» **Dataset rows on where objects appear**
....................

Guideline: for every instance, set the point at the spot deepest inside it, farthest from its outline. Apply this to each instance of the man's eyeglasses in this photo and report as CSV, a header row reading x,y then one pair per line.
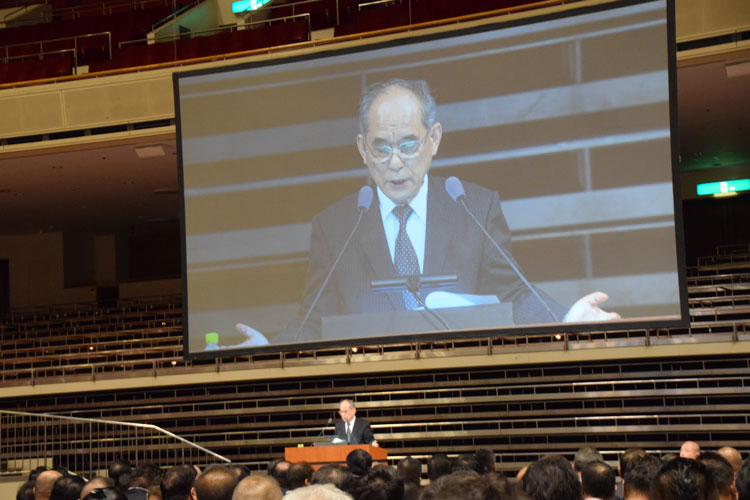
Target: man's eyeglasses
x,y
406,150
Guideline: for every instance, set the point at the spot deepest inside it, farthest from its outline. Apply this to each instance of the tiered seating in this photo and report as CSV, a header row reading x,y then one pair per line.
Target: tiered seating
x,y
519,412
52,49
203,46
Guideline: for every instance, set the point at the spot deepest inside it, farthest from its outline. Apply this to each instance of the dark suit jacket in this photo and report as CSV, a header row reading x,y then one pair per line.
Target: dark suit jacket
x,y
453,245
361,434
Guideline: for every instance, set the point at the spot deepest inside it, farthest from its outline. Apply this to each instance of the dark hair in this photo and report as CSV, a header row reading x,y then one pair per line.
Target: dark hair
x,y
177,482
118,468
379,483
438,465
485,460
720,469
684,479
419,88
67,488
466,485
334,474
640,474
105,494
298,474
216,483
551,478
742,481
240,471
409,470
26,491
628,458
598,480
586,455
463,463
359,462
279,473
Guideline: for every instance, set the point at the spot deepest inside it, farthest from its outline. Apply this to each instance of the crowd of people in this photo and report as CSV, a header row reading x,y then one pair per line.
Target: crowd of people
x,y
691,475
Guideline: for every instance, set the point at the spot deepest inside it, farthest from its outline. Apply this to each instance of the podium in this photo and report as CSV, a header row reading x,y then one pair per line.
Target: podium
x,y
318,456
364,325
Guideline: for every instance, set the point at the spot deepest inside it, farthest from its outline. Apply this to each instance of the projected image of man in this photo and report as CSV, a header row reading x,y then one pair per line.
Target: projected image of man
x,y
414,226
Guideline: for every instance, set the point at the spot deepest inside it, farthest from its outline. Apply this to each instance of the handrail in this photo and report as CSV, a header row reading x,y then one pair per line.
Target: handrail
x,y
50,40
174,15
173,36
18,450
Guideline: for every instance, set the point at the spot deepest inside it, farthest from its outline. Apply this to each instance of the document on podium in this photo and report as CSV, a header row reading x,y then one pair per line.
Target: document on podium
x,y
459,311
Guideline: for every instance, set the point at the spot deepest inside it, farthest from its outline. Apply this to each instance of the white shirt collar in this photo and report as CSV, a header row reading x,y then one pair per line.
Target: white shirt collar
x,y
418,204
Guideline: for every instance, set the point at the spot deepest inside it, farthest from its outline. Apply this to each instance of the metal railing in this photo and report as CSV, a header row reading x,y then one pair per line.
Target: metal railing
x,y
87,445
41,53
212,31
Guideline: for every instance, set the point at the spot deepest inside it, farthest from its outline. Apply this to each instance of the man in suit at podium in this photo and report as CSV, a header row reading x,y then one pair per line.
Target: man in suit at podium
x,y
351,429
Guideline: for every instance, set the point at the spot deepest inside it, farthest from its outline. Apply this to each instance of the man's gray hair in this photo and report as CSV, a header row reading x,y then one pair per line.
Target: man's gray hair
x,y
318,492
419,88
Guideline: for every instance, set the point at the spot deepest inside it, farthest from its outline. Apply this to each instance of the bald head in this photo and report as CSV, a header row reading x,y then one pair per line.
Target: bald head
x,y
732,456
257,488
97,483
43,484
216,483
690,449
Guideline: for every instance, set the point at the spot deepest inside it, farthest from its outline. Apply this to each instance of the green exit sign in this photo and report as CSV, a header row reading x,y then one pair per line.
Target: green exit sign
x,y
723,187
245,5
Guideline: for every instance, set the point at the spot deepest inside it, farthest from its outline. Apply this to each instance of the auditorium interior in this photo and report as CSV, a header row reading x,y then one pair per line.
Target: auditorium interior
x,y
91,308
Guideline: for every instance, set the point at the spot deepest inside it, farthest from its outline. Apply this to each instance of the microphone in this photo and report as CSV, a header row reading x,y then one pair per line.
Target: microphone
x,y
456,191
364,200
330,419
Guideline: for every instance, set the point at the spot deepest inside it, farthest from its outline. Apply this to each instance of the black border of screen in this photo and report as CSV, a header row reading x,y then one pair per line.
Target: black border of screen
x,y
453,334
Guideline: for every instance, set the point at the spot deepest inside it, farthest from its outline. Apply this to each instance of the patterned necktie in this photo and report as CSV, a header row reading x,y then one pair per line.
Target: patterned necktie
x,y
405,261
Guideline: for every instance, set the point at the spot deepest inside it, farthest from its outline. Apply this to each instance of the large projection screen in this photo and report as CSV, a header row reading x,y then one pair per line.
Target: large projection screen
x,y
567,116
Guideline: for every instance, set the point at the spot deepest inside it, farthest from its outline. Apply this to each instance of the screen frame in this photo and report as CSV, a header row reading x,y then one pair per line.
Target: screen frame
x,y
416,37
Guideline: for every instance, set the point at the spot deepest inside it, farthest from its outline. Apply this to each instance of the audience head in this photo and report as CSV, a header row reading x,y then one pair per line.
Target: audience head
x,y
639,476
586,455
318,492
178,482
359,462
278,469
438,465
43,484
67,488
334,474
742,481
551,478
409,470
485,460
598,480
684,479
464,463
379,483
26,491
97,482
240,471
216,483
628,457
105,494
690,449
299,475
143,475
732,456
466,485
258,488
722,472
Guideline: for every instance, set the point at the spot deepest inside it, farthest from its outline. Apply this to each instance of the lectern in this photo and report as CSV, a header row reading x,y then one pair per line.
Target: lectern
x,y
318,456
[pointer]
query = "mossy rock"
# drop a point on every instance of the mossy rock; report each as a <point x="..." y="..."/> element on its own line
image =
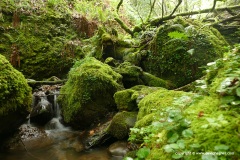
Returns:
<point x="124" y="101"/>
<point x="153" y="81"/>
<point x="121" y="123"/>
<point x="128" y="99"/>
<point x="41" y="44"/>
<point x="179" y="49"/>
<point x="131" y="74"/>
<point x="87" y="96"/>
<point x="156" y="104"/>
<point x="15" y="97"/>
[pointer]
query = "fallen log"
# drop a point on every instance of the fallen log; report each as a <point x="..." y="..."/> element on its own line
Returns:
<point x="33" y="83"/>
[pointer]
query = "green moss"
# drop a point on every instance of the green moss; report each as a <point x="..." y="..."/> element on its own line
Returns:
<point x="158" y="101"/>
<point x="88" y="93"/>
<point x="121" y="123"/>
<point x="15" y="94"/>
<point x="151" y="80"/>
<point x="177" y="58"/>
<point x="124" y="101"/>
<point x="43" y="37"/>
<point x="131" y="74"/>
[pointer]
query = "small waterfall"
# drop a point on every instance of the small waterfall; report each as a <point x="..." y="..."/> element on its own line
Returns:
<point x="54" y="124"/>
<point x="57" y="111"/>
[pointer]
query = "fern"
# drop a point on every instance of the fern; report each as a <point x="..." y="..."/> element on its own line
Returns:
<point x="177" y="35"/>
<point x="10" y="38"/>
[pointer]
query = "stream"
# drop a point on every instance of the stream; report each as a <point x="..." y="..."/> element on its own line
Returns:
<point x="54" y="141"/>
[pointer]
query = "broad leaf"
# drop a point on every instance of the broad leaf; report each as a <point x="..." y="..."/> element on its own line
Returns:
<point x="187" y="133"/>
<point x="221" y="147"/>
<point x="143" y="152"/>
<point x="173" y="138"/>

....................

» **Directive**
Take the records above and transcribe them exactly, dropping every picture.

» **Completed exercise**
Guideline: for every instance, set the point at the spot deepest inside it, farthest from its outline. Apply this to each instance of the man's eyeglasses in this photo and report as CSV, a header row reading x,y then one pair per line.
Target: man's eyeglasses
x,y
406,150
Guideline: for every instance, set the point at the spot deepest inside it, farthest from its outline. Apply this to each instance of the tiered seating in this photo and report as CSV, a header row reading x,y then one pair per line.
Target: tiered seating
x,y
519,412
52,49
203,46
Guideline: for every instance, set the point at the spot deepest inside it, farthest from its outline. Apply this to each instance of the dark suit jacket in this photo and report as CSV, a header row reading x,y then one pair per line.
Target: dark suit jacket
x,y
453,245
361,434
Guideline: for every instance, set the point at the spot deepest inside it, farthest from its outline. Apply this to each instance of the dark hair in this photo and report as CSV, a header row reading x,y then one pair per line.
Target: dark hair
x,y
177,482
118,468
379,483
438,465
485,460
720,469
684,479
419,88
67,488
466,485
334,474
640,474
105,494
298,474
216,483
551,478
742,481
240,471
409,470
26,491
628,458
598,480
586,455
463,463
359,462
279,473
Guideline: for every instance, set the point at the spot deepest inside it, farthest from its outline. Apply this to each instance of the crowd of people in this photo and report as CSV, a header row reading x,y then one pair per line.
Target: crowd of people
x,y
691,475
Guideline: for every instance, set the point at the spot deepest inside it, farthest from its outline. Apply this to each instance of the podium in this photo and report as CSV, a header row reading x,y then one pair per line.
Target: podium
x,y
318,456
364,325
Guideline: for every instance, set the point at the spot deepest inside it, farthest from its outline. Apply this to each instance of the projected image of man in this photo and report as CSV, a header row reading x,y then one pair per line.
Target: projected image of man
x,y
414,226
Guideline: for every instance, set the point at the spot deepest inside it, farthest from its outline. Apply this to each instance of the handrail in this photo and report as CSV, a header row reading x,y then one pair per line.
Target: handrail
x,y
50,40
174,15
173,36
18,450
Guideline: for every instance, set the point at the spot deepest inside it, farthest from its outline. Apply this to each instance of the document on podium in this photo and report as CSV, a header row reading x,y then one pair per line.
Target: document on podium
x,y
459,311
Guideline: for every instance, set the point at the spot deepest inside it, farthest from its outline. Apply this to each instance of the white shirt collar in this photo and report as CSV, a header row reading x,y then one pair per line.
Target: white shirt collar
x,y
418,204
Guideline: for every instance, set the point at the spot deepest inside it, farthest from its outline. Apply this to each instance of the metal railing in this photo and report as CSV, a header row reading x,y then one pair per line.
Target: metal railing
x,y
87,445
41,53
212,31
Guideline: for every instance, set the point at the spot deepest inside it, farthest from its outline. Apply this to each instance of the man in suit at podium in this photo and report as CSV, a header row reading x,y then one pair per line.
Target: man in suit at podium
x,y
351,429
Guideline: for every instance, set the point at the spot deepest inside it, farthest from its outline. Apply this to each instance of the man's gray hair in this photo and report as CSV, a header row reading x,y then one pair per line.
Target: man's gray hair
x,y
318,492
419,88
Guideline: for every instance, set the point at the spot deepest inside it, farthest from its outline. Apply this to each instance of the bald head in this photo and report as CSV, a header row reading x,y then one pair per line.
Target: bald head
x,y
732,456
257,488
97,483
43,484
216,483
690,449
Guideline: for every instance, set the point at the spot deepest inside it, farthest from its outline. Apply this to each instance of the green exit sign in this photo and report as CSV, a header row reading x,y then one pair per line.
Target: green exit sign
x,y
723,187
245,5
Guideline: for every instance, set the point at the spot deepest inside it, farthest from its outline. Apply this to each instance of the auditorium interior in this photo and report as CSV, a header row reading x,y then one pair per line.
Target: auditorium interior
x,y
91,308
Guideline: for every instance, set the point at the spot deepest inside it, farthest from its outline. Apply this to each instance of the microphone in this photo and report as CSV, a header row reading x,y then one pair per line.
Target: microphone
x,y
456,191
364,200
330,419
Guideline: for every instance, set the point at the spot deepest inside it, farthest from its outline. Apply this to each instance of the black border of screen in this photo and report as CSV, a header row reading x,y then one pair per line.
Target: black border of screen
x,y
453,334
Guideline: for every instance, set the point at the spot deepest inside it, farthest from its outline. Apply this to each instance of the patterned necktie in this photo and report as CSV, a header row reading x,y then one pair per line.
Target: patterned necktie
x,y
405,261
Guideline: for every instance, set the point at the spot deepest inside it, farthest from its outline. Apply this to each instance of the large projection screen in this photo and report as CSV, a header row reading x,y then one pair per line.
Target: large projection screen
x,y
567,116
Guideline: for every instance, set the point at the spot deepest inside it, farthest from its outline. Apply this to each instance of the screen frame in this photo and report as CSV, a header row reading x,y then one pair per line.
Target: screen frame
x,y
416,37
Guideline: for every instance, set the point at the spot deepest inside it, farthest from its outline. Apply this to each instance of the audience head in this photo and report as CSV, a header row reading x,y then one pair per line.
Target: audience head
x,y
639,476
586,455
318,492
178,482
359,462
278,469
438,465
43,484
67,488
334,474
742,481
551,478
409,470
485,460
598,480
684,479
464,463
379,483
26,491
97,482
240,471
216,483
628,457
105,494
690,449
299,475
143,475
732,456
466,485
258,488
722,472
Guideline: for every instance, set the point at the spot deepest inside it, farthest from its outline. Apply this to each instance of the lectern in this photo and report as CSV, a header row reading x,y then one pair per line.
Target: lectern
x,y
318,456
[pointer]
query = "mossy rock"
# drop a point on every instance of the mossy rock; report each as a <point x="..." y="..."/> element on its own line
image =
Returns:
<point x="124" y="101"/>
<point x="153" y="81"/>
<point x="121" y="123"/>
<point x="128" y="99"/>
<point x="41" y="44"/>
<point x="179" y="49"/>
<point x="131" y="74"/>
<point x="87" y="96"/>
<point x="156" y="104"/>
<point x="15" y="97"/>
[pointer]
query = "fallen log"
# drop a point on every instance of the fallen log; report each as a <point x="..." y="..."/> element on its own line
Returns:
<point x="33" y="83"/>
[pointer]
query = "green moss"
# drop a point on every instance of the green moss; report each as a <point x="..." y="..."/> element on its own line
Returns:
<point x="158" y="101"/>
<point x="88" y="93"/>
<point x="121" y="123"/>
<point x="15" y="94"/>
<point x="151" y="80"/>
<point x="177" y="58"/>
<point x="124" y="101"/>
<point x="43" y="37"/>
<point x="131" y="74"/>
[pointer]
query = "small waterfall"
# drop a point on every instance of the small waterfall; report each as a <point x="..." y="..."/> element on its own line
Returns:
<point x="54" y="124"/>
<point x="57" y="111"/>
[pointer]
query = "fern"
# drop a point on every instance of the fern; report each as a <point x="..." y="..."/> element on its own line
Returns:
<point x="177" y="35"/>
<point x="10" y="38"/>
[pointer]
query = "stream"
# drop a point on every instance of the stream; report each as a <point x="..." y="..."/> element on its own line
Returns:
<point x="54" y="141"/>
[pointer]
query = "broad leaf"
# drop a point on every instance of the broad leaf; report each as a <point x="..." y="..."/> element on its own line
Returns:
<point x="187" y="133"/>
<point x="221" y="147"/>
<point x="143" y="152"/>
<point x="173" y="138"/>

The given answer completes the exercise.